* [Goal of the exercise]: Put the data below into a two-column CSV with the headers instruction and points. Give each instruction paragraph its own row, with the coordinate lines that follow it in the second column, quote every field, turn line breaks into spaces, and leave out the pictures.

+---+

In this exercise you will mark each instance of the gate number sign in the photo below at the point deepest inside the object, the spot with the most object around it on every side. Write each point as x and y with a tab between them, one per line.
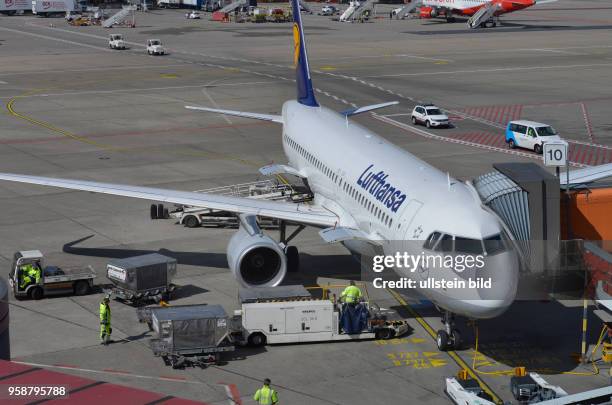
555	153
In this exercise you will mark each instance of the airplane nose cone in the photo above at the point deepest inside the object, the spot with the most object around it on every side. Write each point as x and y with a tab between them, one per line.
502	270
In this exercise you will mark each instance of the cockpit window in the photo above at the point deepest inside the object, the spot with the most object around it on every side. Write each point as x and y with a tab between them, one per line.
470	246
494	244
431	240
446	244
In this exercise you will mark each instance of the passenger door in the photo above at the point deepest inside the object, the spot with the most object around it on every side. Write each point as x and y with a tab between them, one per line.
532	137
521	136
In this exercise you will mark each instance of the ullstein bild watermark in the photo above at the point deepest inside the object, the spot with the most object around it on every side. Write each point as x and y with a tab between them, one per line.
448	264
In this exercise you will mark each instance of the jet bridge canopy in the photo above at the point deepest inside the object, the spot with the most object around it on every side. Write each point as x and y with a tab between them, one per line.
527	199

+---+

* [Exercise answer]:
instruction,points
"In this exercise you will mark each instance of the gate number sign in the photo below at the point deepest inside the object, the spot with the most object around it on every side. Write each point as x and y with a tab between them, one per line.","555	153"
"In this exercise you will mark each instance of the airplane nose cone in the photo above at the point deepest inside the object, the spot with the most object around it on every side. Write each point as x and y with a tab between them, one per line.","502	270"
"In this exercise you will mark each instance of the cockpit window in the photo above at the point deepest inside the object, the spot with the most object around it on every side. Write each point as x and y with a tab between them, one per line.","470	246 494	244 431	240 446	244"
"In this exercise you will mark each instance of the passenger door in the photo above at the point deepest inside the object, the spot with the most object around it on every side. Write each point as x and y with a tab between them, one per line.","532	137 521	136"
"In this exercise you will mark each instance of the ullstein bild watermark in the photo above at the point deepest inside the object, the spot with the most object around it on every side. Write each point as x and y with a tab between them, one per line.","448	264"
"In this exercise you will mark each instance of the jet bridge canopy in the photo above at the point deepest inside the object, the spot with the most object around it on every side. Write each point as x and y with a tab between them, one per line.","527	199"